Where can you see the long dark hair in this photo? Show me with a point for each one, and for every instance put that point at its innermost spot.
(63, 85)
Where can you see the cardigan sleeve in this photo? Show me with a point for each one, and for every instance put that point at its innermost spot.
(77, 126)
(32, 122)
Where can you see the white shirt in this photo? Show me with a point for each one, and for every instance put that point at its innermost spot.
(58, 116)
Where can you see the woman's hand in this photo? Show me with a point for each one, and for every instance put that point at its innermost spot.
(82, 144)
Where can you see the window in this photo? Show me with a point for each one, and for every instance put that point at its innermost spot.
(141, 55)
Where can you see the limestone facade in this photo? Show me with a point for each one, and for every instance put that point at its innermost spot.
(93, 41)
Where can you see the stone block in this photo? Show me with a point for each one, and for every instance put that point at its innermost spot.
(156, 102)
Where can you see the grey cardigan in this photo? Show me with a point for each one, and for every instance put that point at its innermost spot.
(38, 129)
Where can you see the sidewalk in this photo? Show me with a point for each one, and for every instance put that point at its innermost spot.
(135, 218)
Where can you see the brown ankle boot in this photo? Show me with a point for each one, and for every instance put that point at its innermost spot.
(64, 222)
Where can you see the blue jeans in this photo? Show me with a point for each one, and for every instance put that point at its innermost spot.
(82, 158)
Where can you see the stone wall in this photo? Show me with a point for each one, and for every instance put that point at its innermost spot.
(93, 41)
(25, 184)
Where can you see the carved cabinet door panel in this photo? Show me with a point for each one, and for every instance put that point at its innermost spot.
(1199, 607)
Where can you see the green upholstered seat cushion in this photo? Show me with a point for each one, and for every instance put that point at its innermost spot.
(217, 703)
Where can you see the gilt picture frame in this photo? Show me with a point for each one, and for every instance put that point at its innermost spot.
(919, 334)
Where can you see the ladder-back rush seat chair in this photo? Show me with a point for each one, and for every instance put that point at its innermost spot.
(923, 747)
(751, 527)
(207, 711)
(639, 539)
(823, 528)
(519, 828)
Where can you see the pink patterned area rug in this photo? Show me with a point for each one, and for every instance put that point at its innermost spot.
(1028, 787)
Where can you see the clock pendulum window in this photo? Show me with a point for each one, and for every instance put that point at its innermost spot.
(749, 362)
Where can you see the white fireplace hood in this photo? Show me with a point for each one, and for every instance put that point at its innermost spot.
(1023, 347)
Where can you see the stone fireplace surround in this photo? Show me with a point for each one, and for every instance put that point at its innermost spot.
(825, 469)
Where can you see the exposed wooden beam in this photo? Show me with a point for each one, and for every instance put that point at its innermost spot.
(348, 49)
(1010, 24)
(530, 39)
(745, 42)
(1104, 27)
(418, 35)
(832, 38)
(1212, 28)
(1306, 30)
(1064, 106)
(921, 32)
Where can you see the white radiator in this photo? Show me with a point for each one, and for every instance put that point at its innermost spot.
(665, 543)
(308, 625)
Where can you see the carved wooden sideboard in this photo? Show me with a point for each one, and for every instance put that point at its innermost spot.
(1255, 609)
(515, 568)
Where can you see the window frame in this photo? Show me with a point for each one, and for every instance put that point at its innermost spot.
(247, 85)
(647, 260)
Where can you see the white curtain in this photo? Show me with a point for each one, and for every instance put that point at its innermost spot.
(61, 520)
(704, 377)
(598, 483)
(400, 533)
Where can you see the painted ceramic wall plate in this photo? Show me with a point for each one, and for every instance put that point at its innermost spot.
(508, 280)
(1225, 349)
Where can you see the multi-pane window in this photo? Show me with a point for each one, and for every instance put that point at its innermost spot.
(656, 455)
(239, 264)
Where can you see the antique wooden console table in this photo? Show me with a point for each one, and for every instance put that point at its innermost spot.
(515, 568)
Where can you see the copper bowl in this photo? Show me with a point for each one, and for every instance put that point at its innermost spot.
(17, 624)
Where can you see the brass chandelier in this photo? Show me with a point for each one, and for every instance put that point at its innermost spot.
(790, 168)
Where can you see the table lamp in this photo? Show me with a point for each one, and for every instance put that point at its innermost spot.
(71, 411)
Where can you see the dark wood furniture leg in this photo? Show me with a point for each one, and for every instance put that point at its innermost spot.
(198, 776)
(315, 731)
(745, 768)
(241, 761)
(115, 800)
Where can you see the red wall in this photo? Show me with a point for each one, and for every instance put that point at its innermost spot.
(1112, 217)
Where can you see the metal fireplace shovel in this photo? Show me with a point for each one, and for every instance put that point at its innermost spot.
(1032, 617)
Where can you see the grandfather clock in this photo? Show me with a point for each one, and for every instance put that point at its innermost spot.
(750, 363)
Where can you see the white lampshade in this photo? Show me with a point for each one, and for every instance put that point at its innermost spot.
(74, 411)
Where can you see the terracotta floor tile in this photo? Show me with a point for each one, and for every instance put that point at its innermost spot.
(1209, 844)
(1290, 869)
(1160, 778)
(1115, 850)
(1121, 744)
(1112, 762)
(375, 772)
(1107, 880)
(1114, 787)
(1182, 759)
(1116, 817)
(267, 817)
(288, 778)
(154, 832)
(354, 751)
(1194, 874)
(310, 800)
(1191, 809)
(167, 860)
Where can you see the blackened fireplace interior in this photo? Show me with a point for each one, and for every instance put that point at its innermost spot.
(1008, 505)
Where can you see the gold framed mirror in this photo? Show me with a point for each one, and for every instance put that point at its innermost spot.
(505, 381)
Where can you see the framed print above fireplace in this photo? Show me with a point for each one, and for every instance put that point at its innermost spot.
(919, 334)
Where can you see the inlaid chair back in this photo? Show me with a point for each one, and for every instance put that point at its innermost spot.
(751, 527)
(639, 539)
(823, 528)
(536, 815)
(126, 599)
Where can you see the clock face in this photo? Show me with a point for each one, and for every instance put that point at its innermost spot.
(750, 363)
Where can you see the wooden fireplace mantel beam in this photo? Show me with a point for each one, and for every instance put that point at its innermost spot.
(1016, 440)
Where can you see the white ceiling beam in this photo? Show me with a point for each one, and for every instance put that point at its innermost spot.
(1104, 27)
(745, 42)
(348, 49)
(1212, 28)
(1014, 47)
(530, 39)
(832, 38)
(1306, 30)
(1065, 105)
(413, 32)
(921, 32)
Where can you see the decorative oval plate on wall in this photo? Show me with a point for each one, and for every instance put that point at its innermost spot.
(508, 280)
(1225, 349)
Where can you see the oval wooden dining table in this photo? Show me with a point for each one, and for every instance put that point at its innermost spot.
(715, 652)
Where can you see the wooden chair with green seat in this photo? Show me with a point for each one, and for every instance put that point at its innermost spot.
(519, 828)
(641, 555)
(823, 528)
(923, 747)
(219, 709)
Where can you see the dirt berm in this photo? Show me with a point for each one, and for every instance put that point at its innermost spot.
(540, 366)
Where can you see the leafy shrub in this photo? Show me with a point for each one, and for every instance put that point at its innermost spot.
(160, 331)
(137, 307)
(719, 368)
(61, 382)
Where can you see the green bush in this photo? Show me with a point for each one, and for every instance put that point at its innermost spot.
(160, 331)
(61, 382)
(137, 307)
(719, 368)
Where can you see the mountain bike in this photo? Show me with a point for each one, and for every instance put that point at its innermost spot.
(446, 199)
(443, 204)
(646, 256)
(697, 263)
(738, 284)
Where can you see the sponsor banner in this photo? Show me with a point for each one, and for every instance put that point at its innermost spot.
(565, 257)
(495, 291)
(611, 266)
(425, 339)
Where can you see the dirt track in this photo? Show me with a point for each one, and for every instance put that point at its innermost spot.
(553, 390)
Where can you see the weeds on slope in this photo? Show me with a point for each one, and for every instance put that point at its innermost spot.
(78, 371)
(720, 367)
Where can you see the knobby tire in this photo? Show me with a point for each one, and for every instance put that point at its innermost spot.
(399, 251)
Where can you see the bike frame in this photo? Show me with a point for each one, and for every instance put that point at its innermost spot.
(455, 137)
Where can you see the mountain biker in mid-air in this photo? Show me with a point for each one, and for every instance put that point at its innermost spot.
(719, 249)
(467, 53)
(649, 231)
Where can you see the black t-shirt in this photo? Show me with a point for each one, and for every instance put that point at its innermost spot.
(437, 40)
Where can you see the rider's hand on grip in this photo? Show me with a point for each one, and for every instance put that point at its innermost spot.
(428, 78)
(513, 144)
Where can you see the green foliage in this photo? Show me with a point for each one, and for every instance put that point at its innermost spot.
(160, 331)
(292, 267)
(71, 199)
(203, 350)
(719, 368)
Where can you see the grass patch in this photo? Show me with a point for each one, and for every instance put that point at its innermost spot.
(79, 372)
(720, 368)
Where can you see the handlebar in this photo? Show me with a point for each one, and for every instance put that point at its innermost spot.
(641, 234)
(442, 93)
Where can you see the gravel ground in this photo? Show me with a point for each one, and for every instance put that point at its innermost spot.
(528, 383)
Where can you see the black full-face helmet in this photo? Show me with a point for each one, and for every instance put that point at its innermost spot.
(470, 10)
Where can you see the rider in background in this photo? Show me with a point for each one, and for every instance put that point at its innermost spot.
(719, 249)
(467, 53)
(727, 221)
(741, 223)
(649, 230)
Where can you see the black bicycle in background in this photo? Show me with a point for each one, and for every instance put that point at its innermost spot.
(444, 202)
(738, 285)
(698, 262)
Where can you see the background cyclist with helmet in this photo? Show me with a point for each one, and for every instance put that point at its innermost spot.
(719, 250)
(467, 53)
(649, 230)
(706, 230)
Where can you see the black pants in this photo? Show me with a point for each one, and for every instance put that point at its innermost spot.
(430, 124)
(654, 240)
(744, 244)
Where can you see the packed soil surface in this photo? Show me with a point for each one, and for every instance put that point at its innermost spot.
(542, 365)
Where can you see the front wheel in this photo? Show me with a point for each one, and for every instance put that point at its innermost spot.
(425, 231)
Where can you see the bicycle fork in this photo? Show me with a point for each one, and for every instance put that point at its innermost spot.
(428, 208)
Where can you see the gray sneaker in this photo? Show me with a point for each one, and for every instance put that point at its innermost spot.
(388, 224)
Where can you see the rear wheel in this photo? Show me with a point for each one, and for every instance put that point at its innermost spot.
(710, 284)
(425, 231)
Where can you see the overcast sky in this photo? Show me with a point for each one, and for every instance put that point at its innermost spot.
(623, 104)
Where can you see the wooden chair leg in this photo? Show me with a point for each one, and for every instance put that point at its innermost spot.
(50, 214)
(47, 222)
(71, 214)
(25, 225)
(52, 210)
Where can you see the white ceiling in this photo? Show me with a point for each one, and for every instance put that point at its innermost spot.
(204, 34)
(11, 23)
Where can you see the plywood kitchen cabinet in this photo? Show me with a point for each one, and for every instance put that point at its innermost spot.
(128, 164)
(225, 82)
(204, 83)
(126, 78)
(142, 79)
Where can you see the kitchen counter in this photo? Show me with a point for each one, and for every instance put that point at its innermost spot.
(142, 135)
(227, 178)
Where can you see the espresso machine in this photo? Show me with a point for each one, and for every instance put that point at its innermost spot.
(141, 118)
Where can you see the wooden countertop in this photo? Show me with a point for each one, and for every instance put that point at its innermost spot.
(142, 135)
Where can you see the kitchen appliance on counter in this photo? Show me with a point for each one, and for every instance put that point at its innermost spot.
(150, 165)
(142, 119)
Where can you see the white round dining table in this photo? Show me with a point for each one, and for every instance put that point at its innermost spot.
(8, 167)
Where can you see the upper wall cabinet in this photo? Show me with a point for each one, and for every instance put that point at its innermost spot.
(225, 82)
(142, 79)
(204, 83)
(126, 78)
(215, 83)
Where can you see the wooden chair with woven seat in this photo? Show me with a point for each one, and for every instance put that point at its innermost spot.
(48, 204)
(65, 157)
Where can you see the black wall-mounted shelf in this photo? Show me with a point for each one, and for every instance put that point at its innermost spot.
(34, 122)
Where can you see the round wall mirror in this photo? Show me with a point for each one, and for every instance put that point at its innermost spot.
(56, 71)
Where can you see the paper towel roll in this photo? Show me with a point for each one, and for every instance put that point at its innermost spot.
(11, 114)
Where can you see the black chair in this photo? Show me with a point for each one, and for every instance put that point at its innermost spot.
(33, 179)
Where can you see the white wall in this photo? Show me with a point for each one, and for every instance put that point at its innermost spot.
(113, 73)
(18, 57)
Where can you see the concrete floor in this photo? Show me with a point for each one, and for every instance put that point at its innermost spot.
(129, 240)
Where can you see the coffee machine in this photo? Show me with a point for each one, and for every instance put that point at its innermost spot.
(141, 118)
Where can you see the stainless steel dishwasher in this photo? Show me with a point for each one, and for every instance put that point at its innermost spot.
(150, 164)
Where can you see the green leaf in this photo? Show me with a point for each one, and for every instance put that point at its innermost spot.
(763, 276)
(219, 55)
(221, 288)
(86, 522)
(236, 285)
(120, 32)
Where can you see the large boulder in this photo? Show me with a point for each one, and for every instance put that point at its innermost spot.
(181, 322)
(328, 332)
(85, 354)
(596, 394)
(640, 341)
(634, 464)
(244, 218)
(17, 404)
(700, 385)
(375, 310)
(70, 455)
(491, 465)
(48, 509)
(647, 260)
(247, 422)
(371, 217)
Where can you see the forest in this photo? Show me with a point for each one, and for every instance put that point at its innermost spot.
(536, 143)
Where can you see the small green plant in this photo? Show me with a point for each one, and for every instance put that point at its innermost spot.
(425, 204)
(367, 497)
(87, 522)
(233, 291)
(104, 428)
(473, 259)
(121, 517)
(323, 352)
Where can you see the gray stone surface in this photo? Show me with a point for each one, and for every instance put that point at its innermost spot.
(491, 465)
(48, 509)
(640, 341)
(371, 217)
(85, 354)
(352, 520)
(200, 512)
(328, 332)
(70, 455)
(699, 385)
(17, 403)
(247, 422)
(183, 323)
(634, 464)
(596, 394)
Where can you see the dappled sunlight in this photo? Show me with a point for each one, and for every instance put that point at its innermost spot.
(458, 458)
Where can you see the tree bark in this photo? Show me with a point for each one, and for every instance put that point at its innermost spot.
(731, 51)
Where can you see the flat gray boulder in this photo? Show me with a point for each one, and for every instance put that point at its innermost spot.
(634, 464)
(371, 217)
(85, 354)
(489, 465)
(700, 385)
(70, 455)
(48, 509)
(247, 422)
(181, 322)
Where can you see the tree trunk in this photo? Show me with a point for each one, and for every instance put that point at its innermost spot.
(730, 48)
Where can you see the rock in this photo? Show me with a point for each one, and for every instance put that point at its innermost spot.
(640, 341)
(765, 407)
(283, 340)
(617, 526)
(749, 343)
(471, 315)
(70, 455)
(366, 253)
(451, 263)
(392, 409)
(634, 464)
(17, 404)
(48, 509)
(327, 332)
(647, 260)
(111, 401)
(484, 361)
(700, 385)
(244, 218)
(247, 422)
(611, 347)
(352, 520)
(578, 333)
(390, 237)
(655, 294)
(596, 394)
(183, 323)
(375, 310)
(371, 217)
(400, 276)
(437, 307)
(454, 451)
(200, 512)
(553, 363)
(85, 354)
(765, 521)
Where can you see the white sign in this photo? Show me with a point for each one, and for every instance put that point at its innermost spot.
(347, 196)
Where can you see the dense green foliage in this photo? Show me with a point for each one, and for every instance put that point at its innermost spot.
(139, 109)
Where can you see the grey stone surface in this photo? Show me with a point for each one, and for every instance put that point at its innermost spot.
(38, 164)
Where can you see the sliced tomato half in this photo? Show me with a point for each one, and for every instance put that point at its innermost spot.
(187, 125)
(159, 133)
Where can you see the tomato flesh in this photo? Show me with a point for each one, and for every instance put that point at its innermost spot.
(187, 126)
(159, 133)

→ **WHAT THE TASK ASKS**
Your answer should consist only of the lines from the one that holds "Where can you see the white sign" to the end of the entries above, both ends included, each repeated exactly.

→ **THE COMPLETED TASK**
Where can you see the white sign in this photo? Show me with a point for each one, and for every instance put that point at its innermost spot.
(347, 196)
Where can you see the dense green foliage in this photo? Show me with a point for each one, and for every instance put that point at its innermost spot.
(139, 109)
Where can you see the grey stone surface in this photo? Show me with a point for each one, and for every instance put that point at its innermost spot.
(38, 164)
Where can you see the sliced tomato half in this photo? Show me with a point for each one, and for every instance put that point at its innermost spot.
(187, 125)
(159, 133)
Where can you see the tomato flesh in this photo? Show me with a point for each one, and for every instance put that point at its innermost spot.
(187, 126)
(159, 133)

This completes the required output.